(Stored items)
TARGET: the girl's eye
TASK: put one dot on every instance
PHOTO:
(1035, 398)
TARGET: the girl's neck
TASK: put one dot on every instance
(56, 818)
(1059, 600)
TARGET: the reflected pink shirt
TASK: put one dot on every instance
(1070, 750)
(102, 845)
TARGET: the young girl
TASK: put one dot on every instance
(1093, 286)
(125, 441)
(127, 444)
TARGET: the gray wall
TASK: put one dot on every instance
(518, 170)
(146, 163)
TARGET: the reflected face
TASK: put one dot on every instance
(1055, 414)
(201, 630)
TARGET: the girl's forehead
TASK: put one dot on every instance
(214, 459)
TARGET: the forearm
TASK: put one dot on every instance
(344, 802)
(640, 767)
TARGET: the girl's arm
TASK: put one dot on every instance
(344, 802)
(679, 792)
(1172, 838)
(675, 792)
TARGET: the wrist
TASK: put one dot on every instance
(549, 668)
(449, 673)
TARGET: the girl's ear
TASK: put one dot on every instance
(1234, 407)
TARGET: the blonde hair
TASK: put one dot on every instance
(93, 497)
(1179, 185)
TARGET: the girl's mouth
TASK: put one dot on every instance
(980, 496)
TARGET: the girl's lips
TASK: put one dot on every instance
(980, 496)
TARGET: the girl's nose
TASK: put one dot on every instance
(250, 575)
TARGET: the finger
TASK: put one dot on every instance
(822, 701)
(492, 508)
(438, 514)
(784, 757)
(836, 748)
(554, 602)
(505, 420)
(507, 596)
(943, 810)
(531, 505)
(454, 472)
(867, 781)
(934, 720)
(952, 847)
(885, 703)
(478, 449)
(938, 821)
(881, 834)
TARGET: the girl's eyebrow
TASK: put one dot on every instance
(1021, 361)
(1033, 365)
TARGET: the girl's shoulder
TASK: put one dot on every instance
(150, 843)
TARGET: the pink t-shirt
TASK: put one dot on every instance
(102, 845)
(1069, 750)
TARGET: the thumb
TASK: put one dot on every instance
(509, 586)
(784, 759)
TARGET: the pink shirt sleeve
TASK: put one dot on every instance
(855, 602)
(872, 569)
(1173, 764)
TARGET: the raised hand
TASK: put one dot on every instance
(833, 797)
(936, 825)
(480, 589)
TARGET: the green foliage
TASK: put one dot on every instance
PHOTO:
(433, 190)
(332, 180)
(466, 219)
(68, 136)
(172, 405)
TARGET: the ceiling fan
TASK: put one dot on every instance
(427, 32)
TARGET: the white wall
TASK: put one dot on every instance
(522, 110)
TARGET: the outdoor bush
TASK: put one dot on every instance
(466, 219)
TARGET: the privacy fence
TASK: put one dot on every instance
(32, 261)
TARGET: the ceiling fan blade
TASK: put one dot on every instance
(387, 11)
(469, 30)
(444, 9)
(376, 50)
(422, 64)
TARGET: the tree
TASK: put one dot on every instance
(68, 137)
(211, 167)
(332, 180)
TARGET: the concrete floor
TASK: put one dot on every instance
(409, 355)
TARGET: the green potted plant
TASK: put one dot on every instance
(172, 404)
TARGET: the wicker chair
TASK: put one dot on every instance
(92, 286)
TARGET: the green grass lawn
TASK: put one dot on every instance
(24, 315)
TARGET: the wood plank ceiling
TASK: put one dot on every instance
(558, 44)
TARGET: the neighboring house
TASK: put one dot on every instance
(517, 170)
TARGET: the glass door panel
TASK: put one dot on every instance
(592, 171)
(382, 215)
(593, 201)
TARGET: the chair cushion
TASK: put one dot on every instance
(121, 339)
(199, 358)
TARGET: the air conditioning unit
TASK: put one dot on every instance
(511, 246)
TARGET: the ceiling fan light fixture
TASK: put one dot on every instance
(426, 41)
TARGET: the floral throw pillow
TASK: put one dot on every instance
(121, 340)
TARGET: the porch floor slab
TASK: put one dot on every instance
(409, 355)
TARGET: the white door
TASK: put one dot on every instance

### [Exercise directions]
Please reproduce all of the data above word for word.

### [Complete output]
TARGET: the girl's eye
TASK: put one dot on every instance
PHOTO:
(1035, 398)
TARGET: the girl's neck
TASK: put one dot on every instance
(56, 818)
(1059, 600)
TARGET: the reflected pink shirt
TASK: put one dot on every instance
(1070, 750)
(102, 845)
TARGET: the young girl
TASK: put one dot on every instance
(1093, 286)
(125, 441)
(127, 444)
TARGET: the gray wall
TASK: put one dot on every instance
(518, 170)
(146, 163)
TARGET: the reflected face
TASK: put one dot on every instance
(1055, 414)
(201, 630)
TARGET: the girl's forehead
TASK: put one dot on every instance
(214, 459)
TARGET: the forearm
TASK: put one dot on every instance
(344, 802)
(640, 767)
TARGET: the girl's arm
TASK: put one dot on every instance
(344, 802)
(679, 792)
(1172, 838)
(675, 792)
TARGET: the wrist
TASK: put one dot on every instance
(549, 668)
(449, 673)
TARGET: the girl's ear
TASK: put one dot on every instance
(1234, 407)
TARGET: the blonde hair
TASK: put one dot on every instance
(93, 497)
(1179, 185)
TARGET: the girl's mouth
TASK: put one dot on every instance
(980, 496)
TARGET: the girl's lips
TASK: put one dot on every instance
(980, 496)
TARGET: the girl's nose
TASK: put one dot on every instance
(250, 575)
TARGET: the finger
TASK: put one dot on every instance
(822, 701)
(492, 508)
(438, 514)
(784, 757)
(836, 748)
(554, 602)
(505, 420)
(507, 596)
(943, 810)
(531, 505)
(454, 472)
(867, 781)
(934, 720)
(952, 847)
(885, 703)
(478, 449)
(938, 821)
(881, 834)
TARGET: the girl's eyebrow
TASK: put one dot on every instance
(1021, 361)
(1033, 365)
TARGET: the girl's shoulder
TASK: put one dot on every instance
(150, 843)
TARGET: the pink t-shirt
TASK: put one dot on every instance
(102, 845)
(1069, 750)
TARGET: the thumb
TASK: put one dot on every instance
(509, 586)
(784, 759)
TARGET: the pink shirt sleeve
TASK: put one dot on every instance
(855, 602)
(872, 569)
(1173, 764)
TARGET: the raised hand
TASK: put one dot on every instance
(833, 797)
(936, 825)
(480, 589)
TARGET: the green foliage
TASK: put one dot on every instance
PHOTO:
(433, 190)
(332, 180)
(466, 219)
(68, 136)
(172, 405)
TARGET: the ceiling fan
TASK: put one dot on every instance
(427, 32)
TARGET: the white wall
TASK: put one dot on every instance
(522, 110)
TARGET: the outdoor bush
TASK: put one dot on every instance
(466, 219)
TARGET: the privacy fence
TASK: put one dot on every instance
(32, 261)
TARGET: the ceiling fan blade
TASK: put one dot on every instance
(387, 11)
(469, 30)
(444, 9)
(376, 50)
(422, 64)
TARGET: the tree
TASK: put one dot on every instance
(68, 137)
(211, 167)
(332, 180)
TARGET: the concrete floor
TASK: put one dot on every instance
(409, 355)
TARGET: the green potted plant
TASK: put one dot on every instance
(172, 404)
TARGET: the wicker chair
TASK: put one dot on every instance
(92, 286)
TARGET: the green grass lawn
TASK: put one dot on every instance
(24, 315)
TARGET: the wood plank ceiling
TASK: put one dot on every instance
(558, 44)
TARGET: the neighboring house
TASK: put one dot on every instance
(517, 170)
TARGET: the glass door panel
TASK: put one dot on every instance
(592, 171)
(382, 215)
(593, 201)
TARGET: the chair cushion
TASK: put one dot on every instance
(121, 339)
(199, 358)
TARGET: the air conditioning unit
TASK: put one dot on every instance
(511, 246)
TARGET: the ceiling fan light fixture
TASK: put one dot on every instance
(426, 41)
TARGET: the floral throw pillow
TASK: put one dot on every instance
(121, 340)
TARGET: the porch floor slab
TASK: put one dot on every instance
(409, 355)
TARGET: the white door
TASK: put one dot on every instance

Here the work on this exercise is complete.